-- What this task involves --
If a line in the entries below includes "leafy", show that line.

=== Section Start ===

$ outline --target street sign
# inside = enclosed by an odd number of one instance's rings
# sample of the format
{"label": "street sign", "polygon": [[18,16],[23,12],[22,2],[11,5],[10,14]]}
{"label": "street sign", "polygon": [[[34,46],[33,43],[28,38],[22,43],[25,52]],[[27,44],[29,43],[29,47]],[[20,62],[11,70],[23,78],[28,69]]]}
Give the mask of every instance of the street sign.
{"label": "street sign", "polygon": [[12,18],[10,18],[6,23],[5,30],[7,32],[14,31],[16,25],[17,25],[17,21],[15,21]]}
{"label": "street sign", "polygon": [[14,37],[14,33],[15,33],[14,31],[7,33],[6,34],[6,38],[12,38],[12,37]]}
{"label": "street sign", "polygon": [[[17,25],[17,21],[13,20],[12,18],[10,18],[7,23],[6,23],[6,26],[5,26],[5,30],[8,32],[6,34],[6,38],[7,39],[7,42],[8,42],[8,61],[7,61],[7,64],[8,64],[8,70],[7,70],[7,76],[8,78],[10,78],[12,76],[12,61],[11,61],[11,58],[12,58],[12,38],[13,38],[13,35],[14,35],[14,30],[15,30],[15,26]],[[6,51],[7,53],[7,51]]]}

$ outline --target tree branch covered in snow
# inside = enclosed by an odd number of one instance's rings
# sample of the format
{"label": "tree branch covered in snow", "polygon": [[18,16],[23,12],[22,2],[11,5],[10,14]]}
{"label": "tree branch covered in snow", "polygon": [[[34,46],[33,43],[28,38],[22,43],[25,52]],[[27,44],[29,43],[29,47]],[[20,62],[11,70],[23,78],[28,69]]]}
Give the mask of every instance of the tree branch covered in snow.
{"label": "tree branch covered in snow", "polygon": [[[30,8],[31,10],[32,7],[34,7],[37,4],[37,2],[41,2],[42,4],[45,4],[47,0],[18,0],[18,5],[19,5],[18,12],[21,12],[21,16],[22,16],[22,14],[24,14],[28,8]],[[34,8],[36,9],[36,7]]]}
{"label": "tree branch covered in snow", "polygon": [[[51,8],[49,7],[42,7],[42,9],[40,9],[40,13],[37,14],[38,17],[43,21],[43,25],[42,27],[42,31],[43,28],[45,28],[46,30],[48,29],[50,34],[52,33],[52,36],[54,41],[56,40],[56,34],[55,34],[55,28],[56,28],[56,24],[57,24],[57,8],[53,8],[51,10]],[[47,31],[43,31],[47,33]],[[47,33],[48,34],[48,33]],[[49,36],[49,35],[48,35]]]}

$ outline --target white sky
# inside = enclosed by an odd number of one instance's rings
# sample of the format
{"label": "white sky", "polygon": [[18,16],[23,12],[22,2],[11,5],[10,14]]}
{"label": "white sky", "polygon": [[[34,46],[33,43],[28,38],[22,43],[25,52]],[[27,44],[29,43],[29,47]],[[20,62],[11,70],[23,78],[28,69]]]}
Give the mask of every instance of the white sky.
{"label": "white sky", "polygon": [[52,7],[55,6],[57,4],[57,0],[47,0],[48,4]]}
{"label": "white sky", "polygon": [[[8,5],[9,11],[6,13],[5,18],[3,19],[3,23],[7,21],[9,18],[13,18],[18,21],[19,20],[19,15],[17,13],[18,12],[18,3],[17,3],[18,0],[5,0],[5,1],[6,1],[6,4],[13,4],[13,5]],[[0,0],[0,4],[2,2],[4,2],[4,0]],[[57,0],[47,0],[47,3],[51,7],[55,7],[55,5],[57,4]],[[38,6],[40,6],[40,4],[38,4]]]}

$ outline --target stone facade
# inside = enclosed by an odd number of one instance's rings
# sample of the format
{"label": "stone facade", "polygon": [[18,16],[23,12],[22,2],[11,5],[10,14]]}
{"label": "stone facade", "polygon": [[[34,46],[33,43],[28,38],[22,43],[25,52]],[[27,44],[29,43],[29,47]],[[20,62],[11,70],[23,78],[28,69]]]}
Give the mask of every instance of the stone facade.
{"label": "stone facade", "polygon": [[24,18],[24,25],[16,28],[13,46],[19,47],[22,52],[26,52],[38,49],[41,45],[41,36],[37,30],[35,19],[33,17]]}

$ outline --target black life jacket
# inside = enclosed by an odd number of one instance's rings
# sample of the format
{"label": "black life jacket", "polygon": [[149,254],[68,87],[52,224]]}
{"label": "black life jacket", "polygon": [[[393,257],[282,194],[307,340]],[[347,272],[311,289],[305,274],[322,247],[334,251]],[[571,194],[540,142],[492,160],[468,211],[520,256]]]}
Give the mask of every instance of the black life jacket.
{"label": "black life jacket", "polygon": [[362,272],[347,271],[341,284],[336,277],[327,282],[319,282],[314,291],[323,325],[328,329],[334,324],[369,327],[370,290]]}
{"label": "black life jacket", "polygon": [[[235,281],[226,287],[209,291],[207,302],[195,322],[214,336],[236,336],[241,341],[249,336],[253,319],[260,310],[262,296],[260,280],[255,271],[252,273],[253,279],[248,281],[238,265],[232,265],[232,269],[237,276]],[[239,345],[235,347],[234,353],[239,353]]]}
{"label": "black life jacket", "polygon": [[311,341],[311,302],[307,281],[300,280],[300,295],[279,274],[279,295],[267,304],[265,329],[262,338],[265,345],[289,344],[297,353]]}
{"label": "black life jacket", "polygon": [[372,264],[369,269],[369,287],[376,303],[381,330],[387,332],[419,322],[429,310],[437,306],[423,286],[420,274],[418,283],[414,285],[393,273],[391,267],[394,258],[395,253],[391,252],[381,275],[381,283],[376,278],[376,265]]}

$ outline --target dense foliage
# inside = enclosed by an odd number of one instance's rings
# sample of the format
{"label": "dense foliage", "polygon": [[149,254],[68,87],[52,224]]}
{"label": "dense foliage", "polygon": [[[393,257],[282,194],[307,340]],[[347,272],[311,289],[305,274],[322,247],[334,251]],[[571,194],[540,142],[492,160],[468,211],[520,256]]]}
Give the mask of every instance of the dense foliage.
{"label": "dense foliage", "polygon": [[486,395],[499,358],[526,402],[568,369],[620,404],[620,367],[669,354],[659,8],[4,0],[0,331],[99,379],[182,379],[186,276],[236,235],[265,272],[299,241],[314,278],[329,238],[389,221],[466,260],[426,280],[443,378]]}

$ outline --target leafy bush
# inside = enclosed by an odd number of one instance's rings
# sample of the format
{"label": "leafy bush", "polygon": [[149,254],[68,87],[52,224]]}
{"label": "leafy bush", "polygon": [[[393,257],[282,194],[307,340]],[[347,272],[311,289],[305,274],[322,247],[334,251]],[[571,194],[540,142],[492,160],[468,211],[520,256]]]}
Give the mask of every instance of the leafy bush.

=== Section End ===

-- Response to the task --
$ outline --target leafy bush
{"label": "leafy bush", "polygon": [[149,254],[68,87],[52,224]]}
{"label": "leafy bush", "polygon": [[[393,257],[282,194],[307,340]],[[347,272],[311,289],[305,274],[322,247],[334,251]],[[571,194],[540,142],[492,160],[468,211],[520,256]]]}
Give the mask of every instance of the leafy bush.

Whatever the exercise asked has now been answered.